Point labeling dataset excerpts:
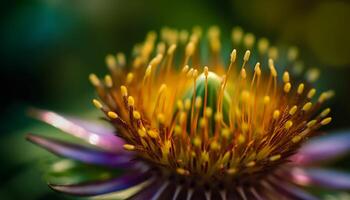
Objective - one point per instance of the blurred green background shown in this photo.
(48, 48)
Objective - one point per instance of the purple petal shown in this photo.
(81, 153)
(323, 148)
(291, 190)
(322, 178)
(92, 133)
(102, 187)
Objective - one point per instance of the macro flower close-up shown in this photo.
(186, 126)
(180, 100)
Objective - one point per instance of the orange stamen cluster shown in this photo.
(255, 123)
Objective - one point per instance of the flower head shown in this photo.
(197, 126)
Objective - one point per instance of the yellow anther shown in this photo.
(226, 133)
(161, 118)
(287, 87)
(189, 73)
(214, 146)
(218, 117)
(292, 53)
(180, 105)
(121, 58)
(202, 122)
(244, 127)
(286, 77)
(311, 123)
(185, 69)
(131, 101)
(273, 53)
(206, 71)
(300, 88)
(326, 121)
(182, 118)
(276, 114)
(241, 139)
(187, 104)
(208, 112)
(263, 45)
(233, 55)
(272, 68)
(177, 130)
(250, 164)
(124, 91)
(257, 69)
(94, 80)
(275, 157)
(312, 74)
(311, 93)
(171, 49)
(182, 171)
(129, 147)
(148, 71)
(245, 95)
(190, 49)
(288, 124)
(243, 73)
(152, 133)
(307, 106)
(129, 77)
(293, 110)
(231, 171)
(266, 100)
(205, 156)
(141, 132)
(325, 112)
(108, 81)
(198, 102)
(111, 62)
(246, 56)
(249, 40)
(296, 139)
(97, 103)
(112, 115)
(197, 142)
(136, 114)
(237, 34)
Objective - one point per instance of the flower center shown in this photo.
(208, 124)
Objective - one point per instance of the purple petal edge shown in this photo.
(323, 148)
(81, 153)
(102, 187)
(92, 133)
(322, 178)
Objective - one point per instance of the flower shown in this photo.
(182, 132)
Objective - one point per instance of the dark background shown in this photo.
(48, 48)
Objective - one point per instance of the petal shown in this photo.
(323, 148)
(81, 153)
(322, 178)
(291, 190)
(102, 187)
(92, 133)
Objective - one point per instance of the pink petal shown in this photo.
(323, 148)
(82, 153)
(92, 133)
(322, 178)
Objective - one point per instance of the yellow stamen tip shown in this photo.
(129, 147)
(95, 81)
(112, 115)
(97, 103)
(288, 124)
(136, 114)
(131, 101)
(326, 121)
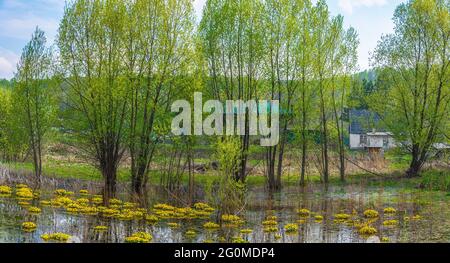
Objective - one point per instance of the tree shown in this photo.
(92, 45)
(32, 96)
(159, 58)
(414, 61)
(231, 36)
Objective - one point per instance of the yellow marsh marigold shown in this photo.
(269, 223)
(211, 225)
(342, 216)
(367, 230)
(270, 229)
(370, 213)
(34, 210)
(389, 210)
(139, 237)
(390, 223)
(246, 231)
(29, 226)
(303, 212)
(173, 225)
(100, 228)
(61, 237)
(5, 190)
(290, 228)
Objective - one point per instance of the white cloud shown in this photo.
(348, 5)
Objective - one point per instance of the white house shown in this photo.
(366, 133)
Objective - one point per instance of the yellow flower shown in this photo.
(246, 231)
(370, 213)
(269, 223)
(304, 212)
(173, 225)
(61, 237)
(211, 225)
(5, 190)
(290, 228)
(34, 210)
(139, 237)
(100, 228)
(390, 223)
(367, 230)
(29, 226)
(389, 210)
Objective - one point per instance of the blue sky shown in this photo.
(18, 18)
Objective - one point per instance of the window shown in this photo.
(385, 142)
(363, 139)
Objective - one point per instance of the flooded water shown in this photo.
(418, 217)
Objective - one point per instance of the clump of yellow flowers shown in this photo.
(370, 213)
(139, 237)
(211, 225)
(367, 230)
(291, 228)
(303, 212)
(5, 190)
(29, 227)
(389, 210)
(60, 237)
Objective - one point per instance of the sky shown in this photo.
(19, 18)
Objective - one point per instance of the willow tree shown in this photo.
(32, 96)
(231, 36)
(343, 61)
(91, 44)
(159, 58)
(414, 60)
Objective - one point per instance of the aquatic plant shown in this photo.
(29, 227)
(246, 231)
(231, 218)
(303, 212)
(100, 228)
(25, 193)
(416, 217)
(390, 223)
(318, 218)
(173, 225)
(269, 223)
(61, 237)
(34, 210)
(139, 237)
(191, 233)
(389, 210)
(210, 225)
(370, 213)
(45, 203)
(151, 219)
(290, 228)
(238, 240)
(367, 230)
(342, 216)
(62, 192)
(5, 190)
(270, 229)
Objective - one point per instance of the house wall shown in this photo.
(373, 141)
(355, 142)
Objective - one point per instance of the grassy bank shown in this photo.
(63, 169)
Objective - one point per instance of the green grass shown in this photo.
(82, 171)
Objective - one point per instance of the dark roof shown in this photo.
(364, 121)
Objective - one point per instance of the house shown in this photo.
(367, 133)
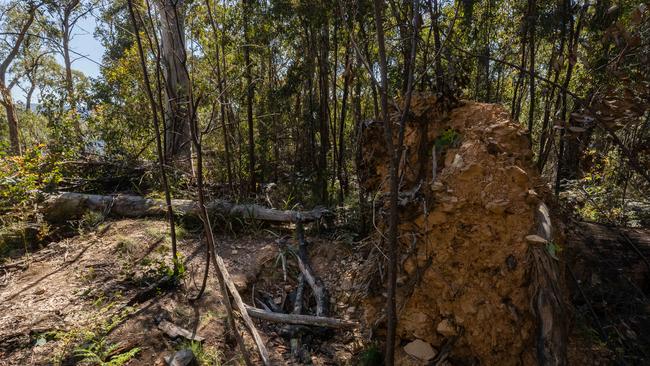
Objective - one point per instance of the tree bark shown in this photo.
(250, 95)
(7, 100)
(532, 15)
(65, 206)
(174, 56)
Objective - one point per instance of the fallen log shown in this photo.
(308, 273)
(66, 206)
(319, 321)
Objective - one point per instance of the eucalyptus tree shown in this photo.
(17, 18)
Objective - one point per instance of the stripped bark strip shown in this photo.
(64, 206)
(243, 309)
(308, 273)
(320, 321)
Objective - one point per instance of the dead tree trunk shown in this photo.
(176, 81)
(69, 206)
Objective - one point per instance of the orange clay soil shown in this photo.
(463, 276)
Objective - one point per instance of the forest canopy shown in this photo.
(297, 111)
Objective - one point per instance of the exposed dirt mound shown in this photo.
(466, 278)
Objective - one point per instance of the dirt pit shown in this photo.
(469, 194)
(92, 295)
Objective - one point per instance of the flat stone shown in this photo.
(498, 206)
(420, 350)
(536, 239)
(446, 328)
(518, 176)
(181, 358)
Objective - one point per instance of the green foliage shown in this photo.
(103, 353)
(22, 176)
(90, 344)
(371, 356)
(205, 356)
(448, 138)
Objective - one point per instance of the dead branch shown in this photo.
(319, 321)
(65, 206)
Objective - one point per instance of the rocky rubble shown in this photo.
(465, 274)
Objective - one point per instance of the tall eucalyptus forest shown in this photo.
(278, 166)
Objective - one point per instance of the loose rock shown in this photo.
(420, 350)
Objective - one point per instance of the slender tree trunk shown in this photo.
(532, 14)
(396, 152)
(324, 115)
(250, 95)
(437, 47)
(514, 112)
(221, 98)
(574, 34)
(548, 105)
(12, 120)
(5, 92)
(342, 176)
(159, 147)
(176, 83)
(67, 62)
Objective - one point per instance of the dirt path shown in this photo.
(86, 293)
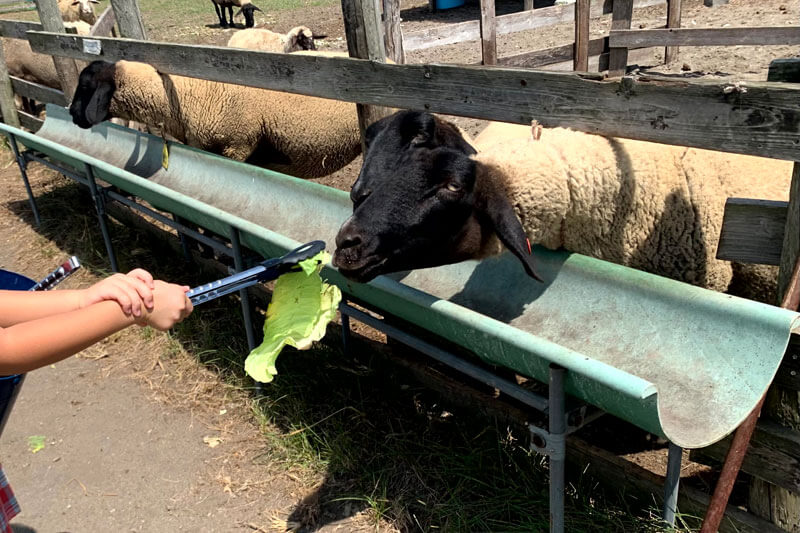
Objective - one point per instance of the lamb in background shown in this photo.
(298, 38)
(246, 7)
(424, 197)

> [Instructions to follow]
Copy the lines starting at the line that contains "Objective - one point per instance of the dead branch" and running to the final line of the entries, inclusive; omit all pictures.

> [Result]
Objective - one point per instance of the dead branch shown in this photo.
(319, 321)
(65, 206)
Objective - one point per instance of the rocky rubble shown in this photo.
(465, 274)
Objective - one point per instance of the tall eucalyptus forest shown in this photo.
(278, 166)
Objective - one point per instance of the loose rock shown in this photo.
(420, 350)
Objective - one point per instance of the slender tree trunk shown in this photo.
(532, 14)
(396, 152)
(324, 115)
(250, 95)
(437, 47)
(514, 112)
(221, 98)
(574, 34)
(548, 105)
(12, 120)
(5, 92)
(342, 176)
(159, 147)
(176, 83)
(67, 62)
Objective - one point per instance of the dirt path shown in this photo.
(86, 293)
Objective - one point per instance of the lamb in background shown in this photo.
(298, 38)
(246, 7)
(424, 197)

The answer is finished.